### Action item
Copy each line below holding "branch".

### Data for review

---+---

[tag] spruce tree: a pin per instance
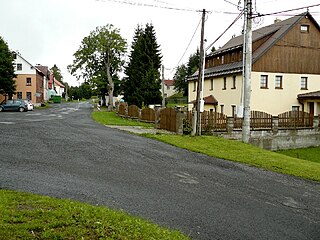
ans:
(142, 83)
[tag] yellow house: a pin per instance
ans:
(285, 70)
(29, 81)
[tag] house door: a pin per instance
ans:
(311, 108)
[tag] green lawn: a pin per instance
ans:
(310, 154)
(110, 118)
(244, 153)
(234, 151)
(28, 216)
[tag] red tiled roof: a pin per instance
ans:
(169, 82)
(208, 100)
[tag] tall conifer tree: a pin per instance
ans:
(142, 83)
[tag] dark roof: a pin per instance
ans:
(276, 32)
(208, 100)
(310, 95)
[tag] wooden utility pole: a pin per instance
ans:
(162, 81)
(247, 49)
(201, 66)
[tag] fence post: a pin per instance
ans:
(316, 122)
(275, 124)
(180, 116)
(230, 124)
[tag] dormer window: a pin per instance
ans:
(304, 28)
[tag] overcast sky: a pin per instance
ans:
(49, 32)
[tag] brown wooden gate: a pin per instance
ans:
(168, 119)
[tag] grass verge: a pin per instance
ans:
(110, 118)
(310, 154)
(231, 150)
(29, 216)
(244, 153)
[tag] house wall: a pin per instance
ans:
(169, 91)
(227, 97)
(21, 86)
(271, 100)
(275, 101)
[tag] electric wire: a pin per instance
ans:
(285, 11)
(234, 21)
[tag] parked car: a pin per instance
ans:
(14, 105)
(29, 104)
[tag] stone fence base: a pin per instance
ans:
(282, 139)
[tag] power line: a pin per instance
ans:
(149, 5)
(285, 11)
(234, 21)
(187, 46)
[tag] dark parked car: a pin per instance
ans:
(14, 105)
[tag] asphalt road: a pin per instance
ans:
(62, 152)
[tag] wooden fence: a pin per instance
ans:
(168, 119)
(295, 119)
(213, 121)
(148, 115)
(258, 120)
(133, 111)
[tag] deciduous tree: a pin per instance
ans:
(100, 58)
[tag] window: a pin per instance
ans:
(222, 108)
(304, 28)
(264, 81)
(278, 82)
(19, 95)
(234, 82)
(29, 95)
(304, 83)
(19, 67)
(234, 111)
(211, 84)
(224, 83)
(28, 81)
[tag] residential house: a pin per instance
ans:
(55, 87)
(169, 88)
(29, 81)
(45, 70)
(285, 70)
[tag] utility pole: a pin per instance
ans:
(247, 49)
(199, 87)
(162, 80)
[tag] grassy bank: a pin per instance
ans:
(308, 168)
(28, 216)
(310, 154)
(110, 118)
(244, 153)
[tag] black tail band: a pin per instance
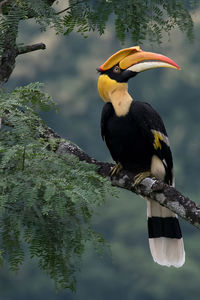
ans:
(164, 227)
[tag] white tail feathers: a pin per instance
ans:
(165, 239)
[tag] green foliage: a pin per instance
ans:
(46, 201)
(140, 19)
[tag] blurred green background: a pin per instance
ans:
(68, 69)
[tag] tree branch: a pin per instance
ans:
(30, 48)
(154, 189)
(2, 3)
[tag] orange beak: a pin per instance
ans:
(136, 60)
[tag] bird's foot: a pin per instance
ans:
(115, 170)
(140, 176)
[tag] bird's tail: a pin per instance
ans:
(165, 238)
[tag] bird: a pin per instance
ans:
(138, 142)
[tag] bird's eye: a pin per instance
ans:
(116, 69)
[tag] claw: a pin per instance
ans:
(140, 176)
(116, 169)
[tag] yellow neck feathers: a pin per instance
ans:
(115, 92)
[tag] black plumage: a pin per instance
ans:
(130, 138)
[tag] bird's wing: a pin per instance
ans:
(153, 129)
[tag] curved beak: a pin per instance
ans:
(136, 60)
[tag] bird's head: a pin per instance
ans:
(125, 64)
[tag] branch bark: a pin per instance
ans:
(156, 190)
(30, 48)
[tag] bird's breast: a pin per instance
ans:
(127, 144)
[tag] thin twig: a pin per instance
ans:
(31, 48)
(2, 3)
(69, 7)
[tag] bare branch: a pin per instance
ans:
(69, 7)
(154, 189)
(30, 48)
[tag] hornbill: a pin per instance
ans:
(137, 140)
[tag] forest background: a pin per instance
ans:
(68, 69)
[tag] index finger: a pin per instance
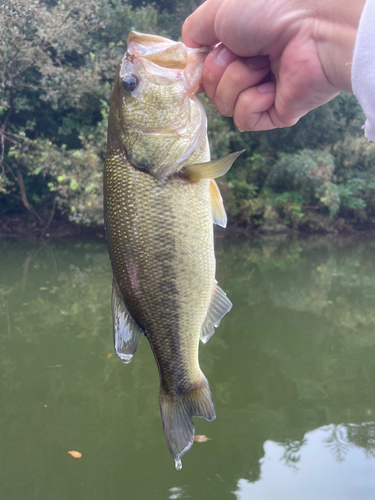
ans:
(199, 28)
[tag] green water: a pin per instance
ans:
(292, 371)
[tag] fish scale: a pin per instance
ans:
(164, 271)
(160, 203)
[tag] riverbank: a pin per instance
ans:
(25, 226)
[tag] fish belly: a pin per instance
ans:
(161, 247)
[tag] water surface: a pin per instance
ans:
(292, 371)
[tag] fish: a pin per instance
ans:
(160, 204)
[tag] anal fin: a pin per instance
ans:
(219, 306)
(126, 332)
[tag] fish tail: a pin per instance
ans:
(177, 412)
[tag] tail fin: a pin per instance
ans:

---+---

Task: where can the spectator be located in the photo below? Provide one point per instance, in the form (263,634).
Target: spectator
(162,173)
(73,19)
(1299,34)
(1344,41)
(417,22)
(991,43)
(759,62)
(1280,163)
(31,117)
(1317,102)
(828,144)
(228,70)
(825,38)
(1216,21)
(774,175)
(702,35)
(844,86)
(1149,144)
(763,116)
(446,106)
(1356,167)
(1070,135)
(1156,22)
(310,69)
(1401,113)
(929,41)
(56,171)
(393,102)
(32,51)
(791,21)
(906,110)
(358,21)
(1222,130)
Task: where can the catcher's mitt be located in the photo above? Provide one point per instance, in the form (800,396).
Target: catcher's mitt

---+---

### Solution to the exercise
[tag] tree branch: a pin per instance
[tag] branch bark: a pin per instance
[tag] bare branch: a pin per instance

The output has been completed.